▸ Study text

Study 0 From the Books of John is: The introduction of the Epistles of John
1 John and the Epistle to the Hebrews are the only two New Testament letters written anonymously; and in 2 and 3 John, the author merely introduces himself as ‘the elder’. It is clear, however, that the three Johannine Epistles are by the same person, and there is a very strong case for saying that it is the same person as the author of John’s Gospel. The evidence of the letters themselves, and the witness of early Christians, suggest that the writer is the apostle John. He writes as an eye-witness who has personally known the Lord (1:1-4; 4:14) . He writes as a teacher with great, indeed, with apostolic authority (2:8, 17; 3:6; 4:1; 5:20, 21). He writes as a pastor, with a deep concern both to defend and confirm the faith of the Church (2:1, 26; 4:1-6; 2 Jn. 9; 3 Jn. 4)
In the first Epistle, John sets forth three marks of a true knowledge of God and of fellowship with God. These marks are, first, righteousness of life, second, brotherly love, and third, faith in Jesus as God incarnate. Such characteristics distinguish true Christians from false teachers who, for all their lofty profession and Christian language, neither believe nor obey the truth.
In 2 and 3 John, the writer deals with the problem of giving hospitality to visiting Christians. False teachers were abusing the generosity of Christian people, and some advice was needed to help Christians in dealing with the situation.

▸ Given entries
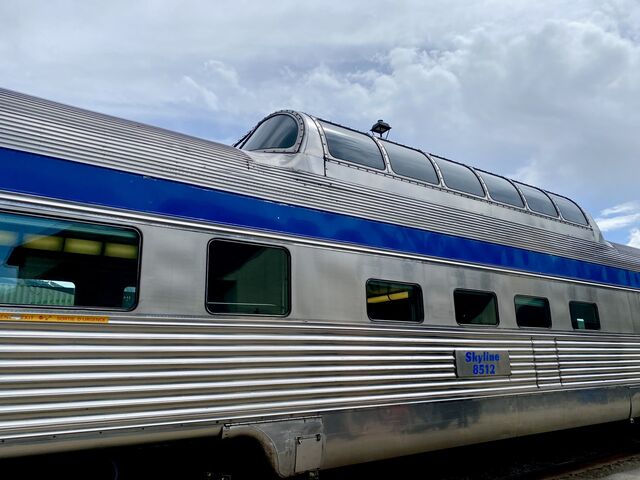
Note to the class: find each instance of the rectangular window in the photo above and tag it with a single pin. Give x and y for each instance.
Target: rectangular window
(532, 312)
(247, 279)
(475, 307)
(52, 262)
(584, 316)
(394, 301)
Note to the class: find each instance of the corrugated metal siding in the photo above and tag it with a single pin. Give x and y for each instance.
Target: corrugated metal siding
(48, 128)
(71, 377)
(64, 378)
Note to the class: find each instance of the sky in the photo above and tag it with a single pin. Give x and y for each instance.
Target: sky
(544, 92)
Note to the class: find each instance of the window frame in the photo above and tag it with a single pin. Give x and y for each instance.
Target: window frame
(62, 218)
(555, 197)
(295, 148)
(597, 312)
(528, 207)
(419, 181)
(480, 325)
(243, 242)
(548, 308)
(522, 207)
(401, 322)
(485, 193)
(328, 156)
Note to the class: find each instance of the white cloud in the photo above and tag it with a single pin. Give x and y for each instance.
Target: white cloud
(622, 208)
(548, 93)
(616, 223)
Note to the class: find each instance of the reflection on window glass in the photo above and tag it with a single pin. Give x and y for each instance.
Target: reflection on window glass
(569, 210)
(458, 177)
(247, 279)
(538, 200)
(584, 316)
(49, 262)
(475, 308)
(352, 146)
(532, 312)
(501, 190)
(411, 163)
(279, 131)
(394, 301)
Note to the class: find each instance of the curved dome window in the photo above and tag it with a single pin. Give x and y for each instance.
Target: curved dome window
(411, 163)
(461, 178)
(352, 146)
(501, 189)
(279, 132)
(569, 210)
(538, 201)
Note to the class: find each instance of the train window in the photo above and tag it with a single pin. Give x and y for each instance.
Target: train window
(532, 312)
(569, 210)
(411, 163)
(247, 279)
(275, 133)
(584, 316)
(52, 262)
(501, 189)
(537, 200)
(458, 177)
(352, 146)
(394, 301)
(475, 307)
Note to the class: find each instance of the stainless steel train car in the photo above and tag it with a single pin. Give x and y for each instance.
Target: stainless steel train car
(336, 297)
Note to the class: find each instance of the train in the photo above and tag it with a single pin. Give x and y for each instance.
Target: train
(327, 294)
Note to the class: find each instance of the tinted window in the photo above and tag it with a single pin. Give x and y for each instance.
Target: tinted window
(411, 163)
(501, 189)
(584, 316)
(532, 312)
(279, 131)
(459, 177)
(69, 264)
(247, 279)
(475, 308)
(569, 210)
(538, 200)
(352, 146)
(394, 301)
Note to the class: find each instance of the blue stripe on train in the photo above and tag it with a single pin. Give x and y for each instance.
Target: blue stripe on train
(61, 179)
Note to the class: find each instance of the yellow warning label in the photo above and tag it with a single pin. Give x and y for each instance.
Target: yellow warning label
(35, 317)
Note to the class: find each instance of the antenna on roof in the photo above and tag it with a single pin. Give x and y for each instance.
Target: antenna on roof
(381, 127)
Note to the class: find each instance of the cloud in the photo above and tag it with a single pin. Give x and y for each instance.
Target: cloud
(621, 217)
(616, 223)
(622, 208)
(547, 93)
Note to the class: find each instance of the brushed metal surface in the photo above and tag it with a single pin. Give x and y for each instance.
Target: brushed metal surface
(45, 127)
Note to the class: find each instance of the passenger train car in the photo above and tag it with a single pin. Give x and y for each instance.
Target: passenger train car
(337, 298)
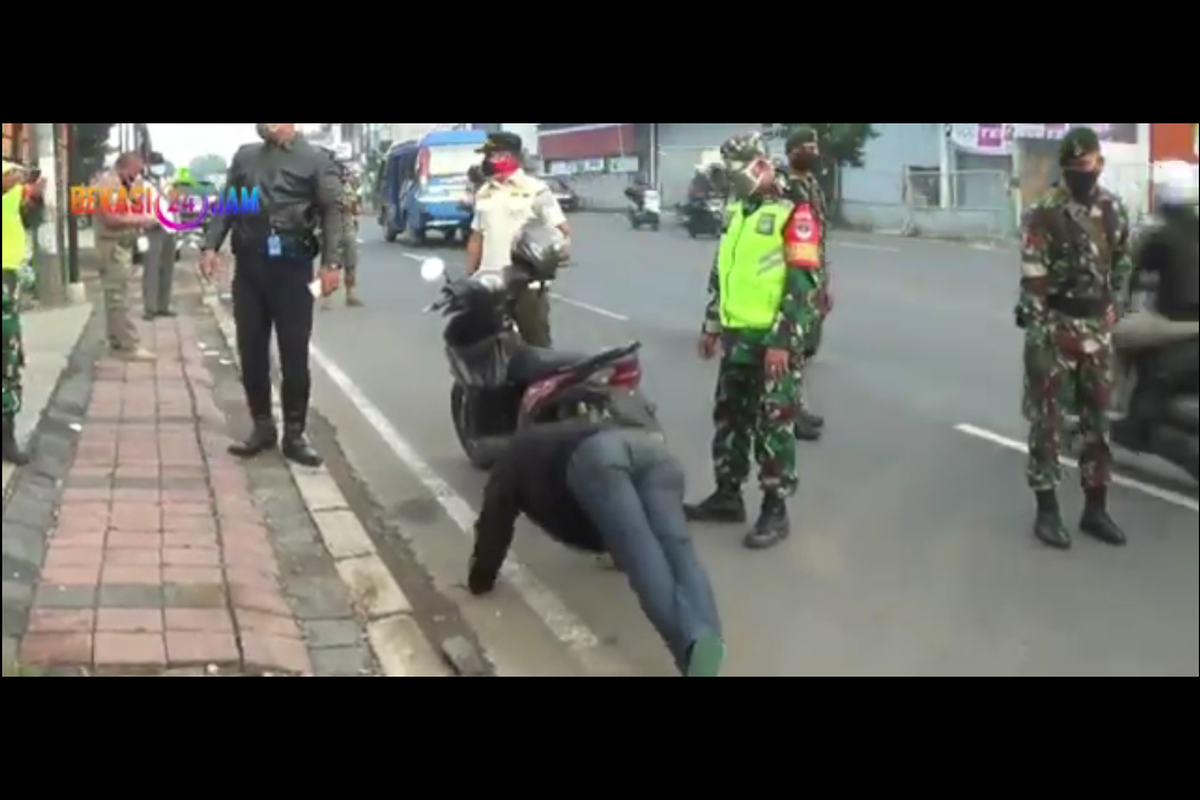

▸ Problem A
Using the introduction to the Epistles of John, copy out the passage starting at "In the first" and ending at "obey the truth.".
▸ Problem B
List the marks of a true knowledge of God and of fellowship with God that the introduction to the Epistles of John says the first Epistle sets forth.

▸ Written response A
In the first Epistle, John sets forth three marks of a true knowledge of God and of fellowship with God. These marks are, first, righteousness of life, second, brotherly love, and third, faith in Jesus as God incarnate. Such characteristics distinguish true Christians from false teachers who, for all their lofty profession and Christian language, neither believe nor obey the truth.

▸ Written response B
- Righteousness of life
- Brotherly love
- Faith in Jesus as God incarnate